- _WORK INSTRUCTION_:
Lines with "green": report how many there are in the listing below, giving the number and nothing else.

- _DATA FOR REVIEW_:
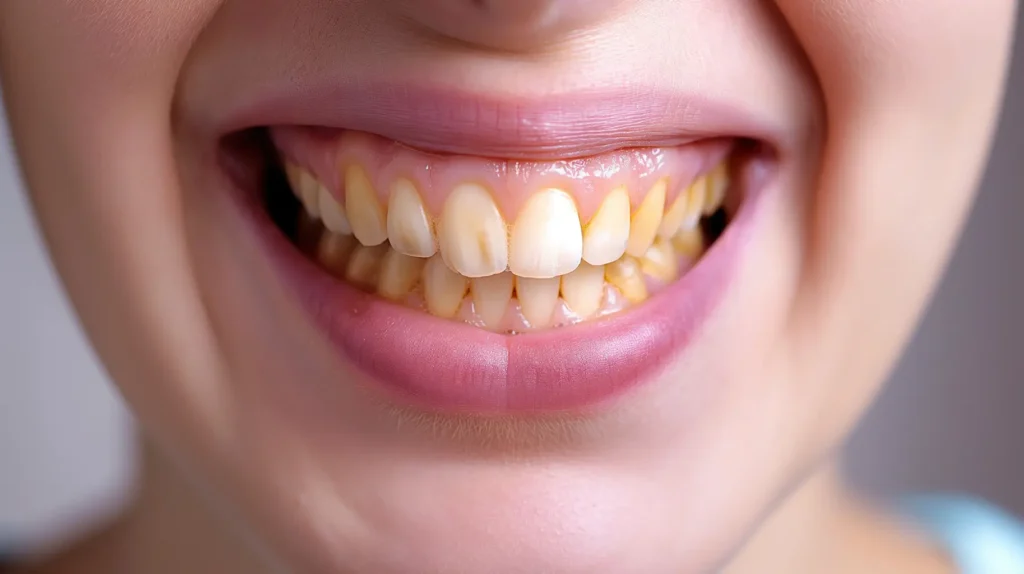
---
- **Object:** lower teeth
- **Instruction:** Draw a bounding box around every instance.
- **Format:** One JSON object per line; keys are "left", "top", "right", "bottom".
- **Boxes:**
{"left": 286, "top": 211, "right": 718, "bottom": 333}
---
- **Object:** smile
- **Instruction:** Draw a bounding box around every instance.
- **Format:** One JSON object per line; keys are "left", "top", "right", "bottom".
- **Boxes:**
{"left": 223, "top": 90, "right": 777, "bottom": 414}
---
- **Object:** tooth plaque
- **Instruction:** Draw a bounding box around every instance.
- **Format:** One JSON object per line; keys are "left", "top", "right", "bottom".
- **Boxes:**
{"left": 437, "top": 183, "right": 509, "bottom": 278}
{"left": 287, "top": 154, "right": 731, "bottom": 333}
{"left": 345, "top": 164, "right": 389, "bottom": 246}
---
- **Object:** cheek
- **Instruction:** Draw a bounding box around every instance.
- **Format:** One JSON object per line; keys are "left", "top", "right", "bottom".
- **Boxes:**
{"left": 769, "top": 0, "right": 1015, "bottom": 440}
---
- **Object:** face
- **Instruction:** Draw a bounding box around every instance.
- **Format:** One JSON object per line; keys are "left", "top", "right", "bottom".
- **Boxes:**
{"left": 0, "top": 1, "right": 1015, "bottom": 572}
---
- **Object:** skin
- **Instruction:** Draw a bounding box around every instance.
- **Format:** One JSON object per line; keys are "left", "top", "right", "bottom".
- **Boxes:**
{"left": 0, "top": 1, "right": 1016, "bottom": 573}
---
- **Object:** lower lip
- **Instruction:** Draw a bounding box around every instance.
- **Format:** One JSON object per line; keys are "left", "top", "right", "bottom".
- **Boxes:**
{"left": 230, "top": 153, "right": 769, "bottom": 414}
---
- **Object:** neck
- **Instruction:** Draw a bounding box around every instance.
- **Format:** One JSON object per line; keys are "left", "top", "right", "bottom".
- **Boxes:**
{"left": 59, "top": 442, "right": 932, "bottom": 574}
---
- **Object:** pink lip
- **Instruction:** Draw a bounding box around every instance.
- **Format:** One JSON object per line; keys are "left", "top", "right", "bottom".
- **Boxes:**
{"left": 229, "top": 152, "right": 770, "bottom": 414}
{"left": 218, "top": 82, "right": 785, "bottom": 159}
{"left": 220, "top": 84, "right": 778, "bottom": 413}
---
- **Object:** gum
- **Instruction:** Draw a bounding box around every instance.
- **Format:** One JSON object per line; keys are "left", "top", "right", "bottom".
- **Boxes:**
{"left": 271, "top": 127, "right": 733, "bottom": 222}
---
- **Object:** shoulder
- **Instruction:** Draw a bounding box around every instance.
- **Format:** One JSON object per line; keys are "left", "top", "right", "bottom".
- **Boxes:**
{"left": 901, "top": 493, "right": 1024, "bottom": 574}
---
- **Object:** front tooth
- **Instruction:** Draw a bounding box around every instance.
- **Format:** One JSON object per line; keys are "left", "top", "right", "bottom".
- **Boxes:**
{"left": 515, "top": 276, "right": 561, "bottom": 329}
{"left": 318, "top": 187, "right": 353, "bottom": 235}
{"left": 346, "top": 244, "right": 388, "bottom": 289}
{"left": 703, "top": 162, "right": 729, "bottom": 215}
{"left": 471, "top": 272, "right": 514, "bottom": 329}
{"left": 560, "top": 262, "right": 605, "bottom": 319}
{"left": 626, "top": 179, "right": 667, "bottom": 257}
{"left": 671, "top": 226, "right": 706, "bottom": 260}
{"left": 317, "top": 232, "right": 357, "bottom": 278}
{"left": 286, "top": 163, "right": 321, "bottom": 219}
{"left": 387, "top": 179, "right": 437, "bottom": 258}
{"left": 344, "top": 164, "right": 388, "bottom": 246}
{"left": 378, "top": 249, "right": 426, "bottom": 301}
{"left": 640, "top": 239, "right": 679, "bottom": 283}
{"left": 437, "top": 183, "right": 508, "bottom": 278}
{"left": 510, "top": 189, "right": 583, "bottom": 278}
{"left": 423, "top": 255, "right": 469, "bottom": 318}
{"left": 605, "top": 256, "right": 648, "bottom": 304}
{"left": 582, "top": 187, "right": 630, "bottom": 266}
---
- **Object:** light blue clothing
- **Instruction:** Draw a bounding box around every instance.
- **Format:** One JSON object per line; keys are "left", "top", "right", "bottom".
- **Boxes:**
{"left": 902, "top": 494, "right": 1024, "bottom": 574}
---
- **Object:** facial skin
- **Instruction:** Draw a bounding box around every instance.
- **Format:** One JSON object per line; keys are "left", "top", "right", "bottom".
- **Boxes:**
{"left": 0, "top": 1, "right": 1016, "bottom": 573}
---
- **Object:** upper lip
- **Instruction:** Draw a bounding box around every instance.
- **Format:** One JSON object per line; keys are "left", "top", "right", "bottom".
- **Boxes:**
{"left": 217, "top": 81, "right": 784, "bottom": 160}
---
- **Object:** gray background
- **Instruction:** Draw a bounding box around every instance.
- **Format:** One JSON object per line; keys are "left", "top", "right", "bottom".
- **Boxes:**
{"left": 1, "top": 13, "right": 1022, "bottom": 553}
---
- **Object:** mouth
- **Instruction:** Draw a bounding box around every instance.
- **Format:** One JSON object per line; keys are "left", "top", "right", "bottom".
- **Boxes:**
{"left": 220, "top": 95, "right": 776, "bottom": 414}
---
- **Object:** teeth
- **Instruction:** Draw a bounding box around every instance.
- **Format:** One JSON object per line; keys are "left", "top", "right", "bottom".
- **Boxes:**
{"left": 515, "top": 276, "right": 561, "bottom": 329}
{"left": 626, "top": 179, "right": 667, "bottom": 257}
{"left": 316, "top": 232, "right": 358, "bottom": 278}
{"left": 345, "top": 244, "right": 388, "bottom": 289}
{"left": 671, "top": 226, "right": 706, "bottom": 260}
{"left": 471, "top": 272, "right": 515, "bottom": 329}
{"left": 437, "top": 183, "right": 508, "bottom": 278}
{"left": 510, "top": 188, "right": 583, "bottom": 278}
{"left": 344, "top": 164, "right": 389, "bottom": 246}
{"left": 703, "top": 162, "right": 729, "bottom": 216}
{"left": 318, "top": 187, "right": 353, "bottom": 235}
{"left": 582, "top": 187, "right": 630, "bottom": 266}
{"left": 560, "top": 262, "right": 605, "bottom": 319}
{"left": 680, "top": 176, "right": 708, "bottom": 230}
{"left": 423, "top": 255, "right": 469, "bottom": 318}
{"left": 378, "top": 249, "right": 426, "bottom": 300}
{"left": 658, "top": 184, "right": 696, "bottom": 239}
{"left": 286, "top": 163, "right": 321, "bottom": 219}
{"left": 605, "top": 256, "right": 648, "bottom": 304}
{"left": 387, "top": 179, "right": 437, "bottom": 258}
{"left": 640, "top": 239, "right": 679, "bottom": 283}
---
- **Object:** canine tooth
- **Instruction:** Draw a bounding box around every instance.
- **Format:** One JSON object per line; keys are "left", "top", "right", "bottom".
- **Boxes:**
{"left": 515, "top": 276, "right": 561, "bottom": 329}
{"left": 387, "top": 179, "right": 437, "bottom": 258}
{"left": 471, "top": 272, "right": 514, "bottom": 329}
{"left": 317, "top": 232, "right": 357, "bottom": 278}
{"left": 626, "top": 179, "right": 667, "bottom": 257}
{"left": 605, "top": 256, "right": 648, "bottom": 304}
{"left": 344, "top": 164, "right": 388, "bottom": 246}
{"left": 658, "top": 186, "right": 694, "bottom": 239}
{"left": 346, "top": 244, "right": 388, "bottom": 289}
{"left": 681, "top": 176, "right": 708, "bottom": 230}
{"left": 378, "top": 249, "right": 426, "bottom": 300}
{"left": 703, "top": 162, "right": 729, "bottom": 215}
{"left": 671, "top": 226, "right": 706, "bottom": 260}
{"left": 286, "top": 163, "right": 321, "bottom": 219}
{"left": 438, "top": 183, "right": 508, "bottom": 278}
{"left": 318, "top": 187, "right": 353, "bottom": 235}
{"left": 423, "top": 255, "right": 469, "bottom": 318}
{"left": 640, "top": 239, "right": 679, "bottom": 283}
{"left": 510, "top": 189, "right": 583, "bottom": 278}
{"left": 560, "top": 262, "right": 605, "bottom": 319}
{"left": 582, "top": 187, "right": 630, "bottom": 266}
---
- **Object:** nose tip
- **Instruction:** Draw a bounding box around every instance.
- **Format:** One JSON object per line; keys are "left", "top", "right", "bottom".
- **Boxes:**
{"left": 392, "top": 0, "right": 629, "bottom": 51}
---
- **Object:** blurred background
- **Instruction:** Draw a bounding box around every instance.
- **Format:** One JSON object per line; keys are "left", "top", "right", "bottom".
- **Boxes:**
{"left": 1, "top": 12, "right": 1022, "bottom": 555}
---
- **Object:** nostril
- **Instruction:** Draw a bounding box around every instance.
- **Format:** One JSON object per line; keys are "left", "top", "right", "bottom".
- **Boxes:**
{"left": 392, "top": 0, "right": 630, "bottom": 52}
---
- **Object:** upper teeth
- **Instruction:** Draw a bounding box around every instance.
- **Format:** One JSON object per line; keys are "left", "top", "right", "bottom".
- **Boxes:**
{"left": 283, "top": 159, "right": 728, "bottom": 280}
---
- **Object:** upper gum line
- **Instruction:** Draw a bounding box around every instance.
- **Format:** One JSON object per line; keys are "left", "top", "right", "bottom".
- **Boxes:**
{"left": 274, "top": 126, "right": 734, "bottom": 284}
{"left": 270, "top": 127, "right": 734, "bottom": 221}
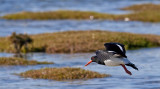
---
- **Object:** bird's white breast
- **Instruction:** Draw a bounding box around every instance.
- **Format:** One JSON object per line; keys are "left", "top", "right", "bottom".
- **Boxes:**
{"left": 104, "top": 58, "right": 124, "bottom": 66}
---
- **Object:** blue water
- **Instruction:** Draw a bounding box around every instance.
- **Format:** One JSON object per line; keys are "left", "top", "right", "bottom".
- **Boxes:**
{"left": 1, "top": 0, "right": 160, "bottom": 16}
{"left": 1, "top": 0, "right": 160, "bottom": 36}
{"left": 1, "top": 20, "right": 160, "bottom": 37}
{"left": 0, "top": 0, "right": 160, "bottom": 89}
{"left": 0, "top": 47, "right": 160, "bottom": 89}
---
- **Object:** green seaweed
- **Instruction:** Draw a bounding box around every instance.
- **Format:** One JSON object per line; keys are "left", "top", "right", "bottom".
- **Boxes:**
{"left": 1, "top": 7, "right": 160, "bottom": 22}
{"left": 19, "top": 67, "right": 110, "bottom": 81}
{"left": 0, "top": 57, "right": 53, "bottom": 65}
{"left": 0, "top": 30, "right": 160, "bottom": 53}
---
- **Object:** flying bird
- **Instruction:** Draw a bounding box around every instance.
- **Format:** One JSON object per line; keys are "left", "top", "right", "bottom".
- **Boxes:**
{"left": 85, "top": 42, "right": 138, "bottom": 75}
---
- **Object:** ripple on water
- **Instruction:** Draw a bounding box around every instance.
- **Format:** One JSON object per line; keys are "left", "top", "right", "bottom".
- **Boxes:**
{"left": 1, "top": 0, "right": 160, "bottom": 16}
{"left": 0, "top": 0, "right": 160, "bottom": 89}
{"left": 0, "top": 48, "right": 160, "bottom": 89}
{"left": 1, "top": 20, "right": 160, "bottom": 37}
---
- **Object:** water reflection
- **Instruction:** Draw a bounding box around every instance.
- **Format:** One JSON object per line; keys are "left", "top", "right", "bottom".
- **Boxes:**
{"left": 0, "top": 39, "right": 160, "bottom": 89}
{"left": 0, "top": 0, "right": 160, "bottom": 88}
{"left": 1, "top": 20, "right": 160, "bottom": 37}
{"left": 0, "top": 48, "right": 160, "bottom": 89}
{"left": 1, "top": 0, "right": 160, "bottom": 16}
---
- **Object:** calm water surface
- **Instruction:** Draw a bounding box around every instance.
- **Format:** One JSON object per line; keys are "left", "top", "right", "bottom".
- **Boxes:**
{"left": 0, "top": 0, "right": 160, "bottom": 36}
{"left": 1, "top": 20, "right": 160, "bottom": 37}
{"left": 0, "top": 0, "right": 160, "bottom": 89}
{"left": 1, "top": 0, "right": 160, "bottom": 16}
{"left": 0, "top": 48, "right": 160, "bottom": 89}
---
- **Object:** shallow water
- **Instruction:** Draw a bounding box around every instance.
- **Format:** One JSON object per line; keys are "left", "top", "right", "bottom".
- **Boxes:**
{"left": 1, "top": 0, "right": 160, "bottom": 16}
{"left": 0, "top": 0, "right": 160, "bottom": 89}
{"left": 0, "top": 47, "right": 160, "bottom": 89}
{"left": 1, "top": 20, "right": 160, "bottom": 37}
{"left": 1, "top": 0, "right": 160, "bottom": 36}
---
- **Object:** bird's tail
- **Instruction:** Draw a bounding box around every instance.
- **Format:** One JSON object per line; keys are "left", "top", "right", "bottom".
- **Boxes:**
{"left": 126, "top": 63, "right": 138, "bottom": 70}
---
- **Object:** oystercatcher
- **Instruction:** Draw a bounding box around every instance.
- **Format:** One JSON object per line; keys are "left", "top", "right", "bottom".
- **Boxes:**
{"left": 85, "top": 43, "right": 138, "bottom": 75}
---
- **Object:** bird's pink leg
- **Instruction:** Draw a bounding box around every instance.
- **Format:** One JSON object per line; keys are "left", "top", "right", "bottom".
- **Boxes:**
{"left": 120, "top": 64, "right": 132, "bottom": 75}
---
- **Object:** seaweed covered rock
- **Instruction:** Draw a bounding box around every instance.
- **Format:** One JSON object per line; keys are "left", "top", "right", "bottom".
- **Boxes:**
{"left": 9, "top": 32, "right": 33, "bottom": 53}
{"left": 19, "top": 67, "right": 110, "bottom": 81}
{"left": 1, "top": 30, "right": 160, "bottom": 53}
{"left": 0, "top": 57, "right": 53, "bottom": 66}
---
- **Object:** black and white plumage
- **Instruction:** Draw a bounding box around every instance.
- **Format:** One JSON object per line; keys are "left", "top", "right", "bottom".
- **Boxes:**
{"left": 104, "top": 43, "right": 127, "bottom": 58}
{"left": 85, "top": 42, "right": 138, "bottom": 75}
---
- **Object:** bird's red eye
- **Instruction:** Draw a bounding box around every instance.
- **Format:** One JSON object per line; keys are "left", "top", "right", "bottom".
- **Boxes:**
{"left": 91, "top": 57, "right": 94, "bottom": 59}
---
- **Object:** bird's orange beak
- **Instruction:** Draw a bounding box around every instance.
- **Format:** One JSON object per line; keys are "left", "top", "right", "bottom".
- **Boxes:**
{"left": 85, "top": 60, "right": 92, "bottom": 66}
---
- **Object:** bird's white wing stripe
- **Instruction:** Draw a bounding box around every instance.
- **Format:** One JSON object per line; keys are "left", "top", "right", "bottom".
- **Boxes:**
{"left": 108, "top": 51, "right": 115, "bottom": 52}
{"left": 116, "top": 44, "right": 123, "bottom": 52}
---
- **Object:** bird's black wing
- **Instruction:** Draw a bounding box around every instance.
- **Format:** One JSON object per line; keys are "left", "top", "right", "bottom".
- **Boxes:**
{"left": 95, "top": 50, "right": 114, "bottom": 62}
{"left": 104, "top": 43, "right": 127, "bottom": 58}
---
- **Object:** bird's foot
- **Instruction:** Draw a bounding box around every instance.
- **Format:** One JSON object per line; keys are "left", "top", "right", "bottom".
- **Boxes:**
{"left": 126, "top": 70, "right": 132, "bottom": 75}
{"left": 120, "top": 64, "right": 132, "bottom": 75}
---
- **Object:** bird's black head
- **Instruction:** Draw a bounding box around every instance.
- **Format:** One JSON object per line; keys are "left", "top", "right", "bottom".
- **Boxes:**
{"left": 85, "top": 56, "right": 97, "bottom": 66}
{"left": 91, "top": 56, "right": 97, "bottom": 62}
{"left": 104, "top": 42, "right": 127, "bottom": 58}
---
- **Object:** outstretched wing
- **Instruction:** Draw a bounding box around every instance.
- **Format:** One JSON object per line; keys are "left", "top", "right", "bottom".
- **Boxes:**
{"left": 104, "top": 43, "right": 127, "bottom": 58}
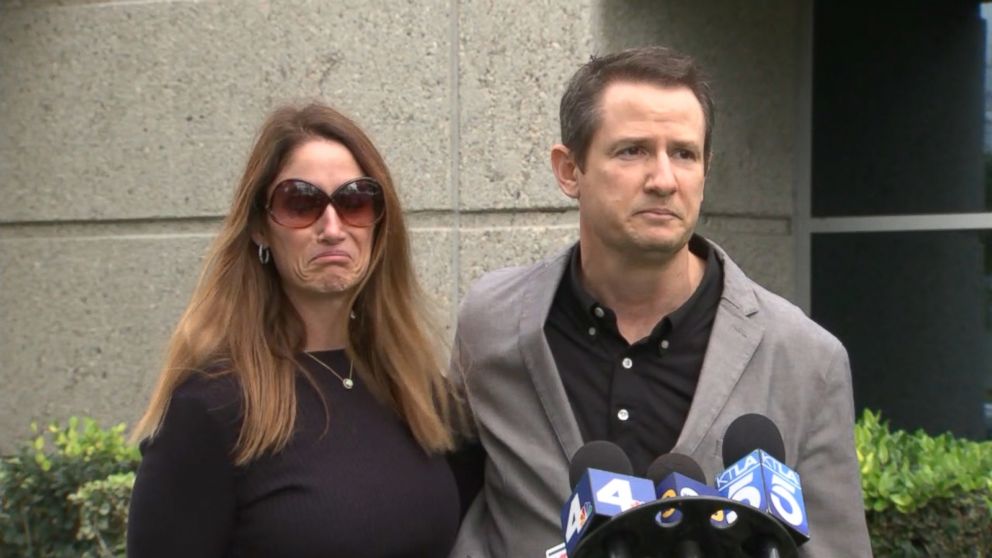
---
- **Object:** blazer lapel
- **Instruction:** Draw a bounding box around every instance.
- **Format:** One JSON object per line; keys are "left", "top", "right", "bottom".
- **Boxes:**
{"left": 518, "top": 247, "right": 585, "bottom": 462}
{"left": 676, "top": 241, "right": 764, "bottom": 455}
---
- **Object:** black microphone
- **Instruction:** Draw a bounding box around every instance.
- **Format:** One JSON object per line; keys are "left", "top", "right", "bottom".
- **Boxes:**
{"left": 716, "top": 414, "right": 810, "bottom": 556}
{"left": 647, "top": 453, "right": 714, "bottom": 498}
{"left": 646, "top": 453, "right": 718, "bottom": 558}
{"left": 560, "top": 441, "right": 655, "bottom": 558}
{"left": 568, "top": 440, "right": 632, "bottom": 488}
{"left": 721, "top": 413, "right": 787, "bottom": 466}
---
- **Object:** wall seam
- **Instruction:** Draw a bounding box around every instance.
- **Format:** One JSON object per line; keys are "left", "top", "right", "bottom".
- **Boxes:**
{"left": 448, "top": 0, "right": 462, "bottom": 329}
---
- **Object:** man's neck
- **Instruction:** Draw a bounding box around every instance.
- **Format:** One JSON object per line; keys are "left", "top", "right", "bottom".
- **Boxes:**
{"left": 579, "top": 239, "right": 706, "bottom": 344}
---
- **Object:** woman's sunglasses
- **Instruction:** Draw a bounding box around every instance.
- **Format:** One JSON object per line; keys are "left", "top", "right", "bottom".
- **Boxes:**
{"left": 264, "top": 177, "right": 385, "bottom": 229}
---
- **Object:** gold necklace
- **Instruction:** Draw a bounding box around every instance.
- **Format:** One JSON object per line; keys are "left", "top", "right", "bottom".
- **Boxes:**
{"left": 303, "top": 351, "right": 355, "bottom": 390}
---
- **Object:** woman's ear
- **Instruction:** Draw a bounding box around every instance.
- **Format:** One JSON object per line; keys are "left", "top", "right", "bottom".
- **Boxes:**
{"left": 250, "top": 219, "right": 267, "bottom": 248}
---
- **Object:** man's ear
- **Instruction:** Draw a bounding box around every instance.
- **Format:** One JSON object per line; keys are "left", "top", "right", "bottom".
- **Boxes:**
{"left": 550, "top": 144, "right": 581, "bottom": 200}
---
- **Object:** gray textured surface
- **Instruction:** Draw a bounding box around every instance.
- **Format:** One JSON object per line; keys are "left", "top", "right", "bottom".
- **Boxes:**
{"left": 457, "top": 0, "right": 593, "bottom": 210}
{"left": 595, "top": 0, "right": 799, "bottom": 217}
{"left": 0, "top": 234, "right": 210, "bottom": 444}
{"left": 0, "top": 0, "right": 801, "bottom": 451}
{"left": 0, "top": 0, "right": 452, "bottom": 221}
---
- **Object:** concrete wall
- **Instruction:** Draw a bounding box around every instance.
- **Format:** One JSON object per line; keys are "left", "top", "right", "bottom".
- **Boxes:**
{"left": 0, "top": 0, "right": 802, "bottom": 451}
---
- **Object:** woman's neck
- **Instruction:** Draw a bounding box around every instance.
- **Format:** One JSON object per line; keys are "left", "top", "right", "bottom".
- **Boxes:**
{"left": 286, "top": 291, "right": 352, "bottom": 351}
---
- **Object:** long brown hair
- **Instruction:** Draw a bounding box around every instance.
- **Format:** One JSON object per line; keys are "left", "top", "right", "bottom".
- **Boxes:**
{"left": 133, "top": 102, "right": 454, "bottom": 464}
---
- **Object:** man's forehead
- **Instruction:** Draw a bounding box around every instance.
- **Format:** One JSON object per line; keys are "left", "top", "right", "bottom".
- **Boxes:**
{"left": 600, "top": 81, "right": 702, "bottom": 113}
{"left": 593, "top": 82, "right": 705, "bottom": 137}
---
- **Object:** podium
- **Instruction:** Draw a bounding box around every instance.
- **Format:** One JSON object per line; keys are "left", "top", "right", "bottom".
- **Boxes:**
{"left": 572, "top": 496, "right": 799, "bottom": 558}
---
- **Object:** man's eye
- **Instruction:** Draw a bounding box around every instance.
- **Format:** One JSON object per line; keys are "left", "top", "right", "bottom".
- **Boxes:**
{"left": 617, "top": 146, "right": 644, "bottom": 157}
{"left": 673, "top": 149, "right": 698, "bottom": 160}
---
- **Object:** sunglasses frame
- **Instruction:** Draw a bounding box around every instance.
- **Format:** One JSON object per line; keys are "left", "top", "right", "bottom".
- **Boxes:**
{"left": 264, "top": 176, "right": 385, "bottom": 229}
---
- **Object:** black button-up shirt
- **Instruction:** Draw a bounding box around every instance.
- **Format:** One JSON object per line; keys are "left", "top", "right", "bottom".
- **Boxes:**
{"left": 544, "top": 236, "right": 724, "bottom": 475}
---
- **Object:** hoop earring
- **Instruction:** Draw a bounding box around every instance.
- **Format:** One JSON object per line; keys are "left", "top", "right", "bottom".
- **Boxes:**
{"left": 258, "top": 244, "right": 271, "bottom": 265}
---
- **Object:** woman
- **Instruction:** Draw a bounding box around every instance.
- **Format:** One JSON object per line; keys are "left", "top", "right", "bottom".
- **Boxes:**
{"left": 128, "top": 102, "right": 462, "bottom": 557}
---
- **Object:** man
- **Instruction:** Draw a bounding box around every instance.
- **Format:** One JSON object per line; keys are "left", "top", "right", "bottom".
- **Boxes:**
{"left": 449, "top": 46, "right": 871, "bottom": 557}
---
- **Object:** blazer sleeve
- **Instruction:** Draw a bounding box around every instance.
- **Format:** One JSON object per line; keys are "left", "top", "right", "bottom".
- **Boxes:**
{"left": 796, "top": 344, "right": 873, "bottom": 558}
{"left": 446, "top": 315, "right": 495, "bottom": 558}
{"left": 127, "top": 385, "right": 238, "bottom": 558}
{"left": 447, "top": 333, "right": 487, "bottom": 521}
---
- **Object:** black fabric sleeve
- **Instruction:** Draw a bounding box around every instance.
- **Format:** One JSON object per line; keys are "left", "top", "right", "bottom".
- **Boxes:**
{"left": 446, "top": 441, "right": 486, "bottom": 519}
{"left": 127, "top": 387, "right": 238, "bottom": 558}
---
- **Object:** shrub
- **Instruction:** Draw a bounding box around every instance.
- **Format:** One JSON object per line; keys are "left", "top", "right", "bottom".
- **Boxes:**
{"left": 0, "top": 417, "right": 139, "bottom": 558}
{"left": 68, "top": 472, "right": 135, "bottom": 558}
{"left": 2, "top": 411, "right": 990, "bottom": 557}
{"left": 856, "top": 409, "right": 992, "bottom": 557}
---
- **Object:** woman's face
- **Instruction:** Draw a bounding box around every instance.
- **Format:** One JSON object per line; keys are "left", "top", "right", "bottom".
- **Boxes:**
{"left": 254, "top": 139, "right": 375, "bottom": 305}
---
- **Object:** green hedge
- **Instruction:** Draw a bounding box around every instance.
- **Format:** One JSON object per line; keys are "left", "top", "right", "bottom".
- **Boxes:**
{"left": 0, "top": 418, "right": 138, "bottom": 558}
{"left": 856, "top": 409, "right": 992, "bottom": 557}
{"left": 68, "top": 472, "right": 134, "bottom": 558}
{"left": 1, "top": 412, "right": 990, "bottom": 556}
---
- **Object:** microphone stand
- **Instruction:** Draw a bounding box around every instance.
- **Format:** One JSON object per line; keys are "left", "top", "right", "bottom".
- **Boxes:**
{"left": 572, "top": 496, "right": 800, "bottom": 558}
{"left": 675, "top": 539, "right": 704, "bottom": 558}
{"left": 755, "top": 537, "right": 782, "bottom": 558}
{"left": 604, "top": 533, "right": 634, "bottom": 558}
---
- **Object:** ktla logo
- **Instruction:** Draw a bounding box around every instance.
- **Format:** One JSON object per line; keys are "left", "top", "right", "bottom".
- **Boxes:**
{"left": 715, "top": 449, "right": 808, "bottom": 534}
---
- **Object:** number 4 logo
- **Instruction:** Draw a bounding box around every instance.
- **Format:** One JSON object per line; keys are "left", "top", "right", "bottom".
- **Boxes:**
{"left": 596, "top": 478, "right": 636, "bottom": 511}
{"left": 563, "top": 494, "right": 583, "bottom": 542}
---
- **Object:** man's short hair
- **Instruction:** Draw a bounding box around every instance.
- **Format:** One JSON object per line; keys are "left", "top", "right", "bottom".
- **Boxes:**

- _TASK RESULT_:
2